Selected text:
▼▼▼

Skip to content

feature_pipeline

feature_pipeline ¤

FeaturePipeline ¤

FeaturePipeline(
    dataframe: DataFrame,
    time_column: str = "systime",
    uuid_column: str = "uuid",
    value_column: str = "value_double",
)

Flexible pipeline builder for chaining any ts-shape class.

ts-shape has two class patterns. Choosing the wrong add_* method is the most common mistake — the pipeline validates your choice at registration time and tells you which method to use instead.

Pattern 1 — Stateless classmethods (add_step)

The vast majority of ts-shape classes. The class is a namespace; every method is a @classmethod whose first argument is a DataFrame::

# No object creation — call directly on the class:
result = DoubleFilter.filter_nan_value_double(df)

Classes that follow this pattern:

  • Filters: DoubleFilter, IntegerFilter, StringFilter, BooleanFilter, IsDeltaFilter, DateTimeFilter, CustomFilter
  • Calculators: IntegerCalc
  • Functions: LambdaProcessor
  • Time: TimestampConverter, TimezoneShift
  • Segment analysis: SegmentExtractor, SegmentProcessor, TimeWindowedFeatureTable, ProfileComparison
  • Pattern recognition: PatternRecognition
  • Statistics: NumericStatistics, BooleanStatistics, StringStatistics, TimestampStatistics, TimeGroupedStatistics
  • Context: ValueMapper

Pattern 2 — Stateful instance classes (add_instance_step)

▲▲▲

Problem details:
Check each statement against the FeaturePipeline text. Answer yes or no for each, and quote the words that decide it.
1. The default value column is named "value_double".
2. IntegerCalc is listed among the filters.
3. The pipeline checks the choice of add_* method only when the pipeline runs.

Material shown:
▼▼▼

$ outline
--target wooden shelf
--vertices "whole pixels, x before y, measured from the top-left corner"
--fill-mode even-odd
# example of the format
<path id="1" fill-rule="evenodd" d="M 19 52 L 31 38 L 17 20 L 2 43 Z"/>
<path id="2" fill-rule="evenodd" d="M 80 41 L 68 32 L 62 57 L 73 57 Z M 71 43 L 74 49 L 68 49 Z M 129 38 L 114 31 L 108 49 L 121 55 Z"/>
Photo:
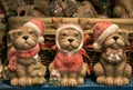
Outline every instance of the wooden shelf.
<path id="1" fill-rule="evenodd" d="M 133 81 L 124 87 L 100 86 L 90 79 L 85 79 L 85 83 L 79 87 L 50 87 L 48 83 L 39 87 L 11 87 L 0 81 L 0 90 L 133 90 Z"/>

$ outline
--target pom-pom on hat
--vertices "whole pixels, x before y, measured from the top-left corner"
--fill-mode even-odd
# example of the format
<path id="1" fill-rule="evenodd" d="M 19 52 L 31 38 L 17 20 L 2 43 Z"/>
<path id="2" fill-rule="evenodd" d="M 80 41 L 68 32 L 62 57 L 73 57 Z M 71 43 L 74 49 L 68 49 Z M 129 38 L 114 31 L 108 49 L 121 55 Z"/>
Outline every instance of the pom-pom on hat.
<path id="1" fill-rule="evenodd" d="M 30 20 L 29 22 L 24 23 L 24 27 L 29 27 L 31 29 L 34 30 L 34 32 L 37 33 L 38 36 L 38 42 L 41 43 L 44 41 L 44 23 L 39 20 L 39 19 L 33 19 L 33 20 Z"/>
<path id="2" fill-rule="evenodd" d="M 117 24 L 113 24 L 108 21 L 100 21 L 93 27 L 93 49 L 100 50 L 104 40 L 119 29 Z"/>

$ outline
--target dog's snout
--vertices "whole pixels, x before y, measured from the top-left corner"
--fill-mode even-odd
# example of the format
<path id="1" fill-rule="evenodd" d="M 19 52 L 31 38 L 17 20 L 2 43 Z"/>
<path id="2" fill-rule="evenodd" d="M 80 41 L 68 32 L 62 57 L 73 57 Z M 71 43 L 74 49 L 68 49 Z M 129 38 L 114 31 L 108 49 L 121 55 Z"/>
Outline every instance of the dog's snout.
<path id="1" fill-rule="evenodd" d="M 24 40 L 27 40 L 29 37 L 28 37 L 28 36 L 23 36 L 22 38 L 23 38 Z"/>
<path id="2" fill-rule="evenodd" d="M 69 39 L 69 41 L 70 41 L 70 42 L 72 42 L 72 41 L 73 41 L 73 39 Z"/>
<path id="3" fill-rule="evenodd" d="M 117 40 L 117 39 L 119 39 L 119 37 L 117 37 L 117 36 L 113 36 L 113 39 L 114 39 L 114 40 Z"/>

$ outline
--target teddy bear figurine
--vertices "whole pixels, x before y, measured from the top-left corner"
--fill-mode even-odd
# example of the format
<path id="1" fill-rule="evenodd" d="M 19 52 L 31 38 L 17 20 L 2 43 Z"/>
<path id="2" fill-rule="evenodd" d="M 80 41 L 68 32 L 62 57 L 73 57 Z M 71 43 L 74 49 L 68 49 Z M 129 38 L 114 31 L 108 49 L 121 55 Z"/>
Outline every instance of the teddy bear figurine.
<path id="1" fill-rule="evenodd" d="M 58 70 L 52 70 L 49 78 L 49 84 L 60 87 L 61 86 L 61 74 Z"/>
<path id="2" fill-rule="evenodd" d="M 89 56 L 82 48 L 84 41 L 83 30 L 73 23 L 61 24 L 55 33 L 57 54 L 50 63 L 49 70 L 58 70 L 61 74 L 62 87 L 75 87 L 84 83 L 88 72 Z"/>
<path id="3" fill-rule="evenodd" d="M 32 28 L 30 28 L 32 27 Z M 34 86 L 45 82 L 45 67 L 38 54 L 39 43 L 43 41 L 44 23 L 31 20 L 23 27 L 8 33 L 9 64 L 4 68 L 11 86 Z"/>
<path id="4" fill-rule="evenodd" d="M 101 58 L 93 70 L 96 82 L 106 86 L 130 83 L 131 66 L 126 62 L 124 48 L 129 46 L 129 34 L 117 24 L 100 21 L 93 28 L 94 50 L 101 50 Z"/>

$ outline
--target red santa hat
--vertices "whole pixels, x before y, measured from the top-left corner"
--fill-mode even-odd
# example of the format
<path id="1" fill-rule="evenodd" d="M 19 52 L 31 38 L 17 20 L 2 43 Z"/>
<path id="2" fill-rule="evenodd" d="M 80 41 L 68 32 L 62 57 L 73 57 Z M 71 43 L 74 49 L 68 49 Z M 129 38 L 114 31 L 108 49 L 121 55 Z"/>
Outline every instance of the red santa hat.
<path id="1" fill-rule="evenodd" d="M 30 20 L 29 22 L 24 23 L 24 27 L 29 27 L 31 29 L 34 30 L 34 32 L 37 33 L 38 36 L 38 42 L 41 43 L 44 41 L 44 23 L 39 20 L 39 19 L 33 19 L 33 20 Z"/>
<path id="2" fill-rule="evenodd" d="M 59 36 L 60 36 L 60 32 L 61 32 L 62 30 L 64 30 L 64 29 L 73 29 L 73 30 L 76 30 L 76 31 L 79 31 L 79 32 L 81 33 L 81 38 L 82 38 L 81 44 L 79 46 L 78 49 L 75 49 L 75 50 L 73 50 L 73 51 L 71 51 L 71 52 L 70 52 L 70 51 L 66 51 L 66 50 L 62 50 L 61 47 L 60 47 L 60 44 L 59 44 Z M 57 32 L 55 32 L 55 43 L 57 43 L 57 47 L 59 48 L 59 50 L 62 50 L 62 51 L 64 51 L 64 52 L 72 53 L 72 52 L 75 52 L 75 51 L 82 49 L 82 47 L 83 47 L 83 41 L 84 41 L 83 30 L 82 30 L 81 27 L 78 26 L 78 24 L 73 24 L 73 23 L 64 23 L 64 24 L 61 24 L 61 26 L 58 28 Z"/>
<path id="3" fill-rule="evenodd" d="M 108 21 L 100 21 L 93 27 L 93 49 L 100 50 L 104 40 L 117 30 L 119 26 Z"/>

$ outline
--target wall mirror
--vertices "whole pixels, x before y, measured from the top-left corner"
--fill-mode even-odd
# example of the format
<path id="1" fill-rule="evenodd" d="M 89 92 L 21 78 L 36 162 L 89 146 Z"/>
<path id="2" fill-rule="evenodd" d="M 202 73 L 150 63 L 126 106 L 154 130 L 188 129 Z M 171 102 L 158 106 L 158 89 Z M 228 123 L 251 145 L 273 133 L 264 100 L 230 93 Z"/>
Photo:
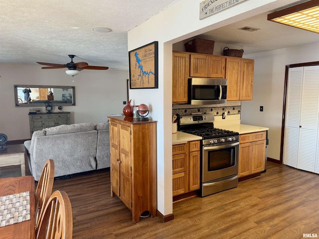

▲▲▲

Result:
1. Yes: 'value_column: str = "value_double"'
2. No: "Calculators: IntegerCalc"
3. No: "the pipeline validates your choice at registration time"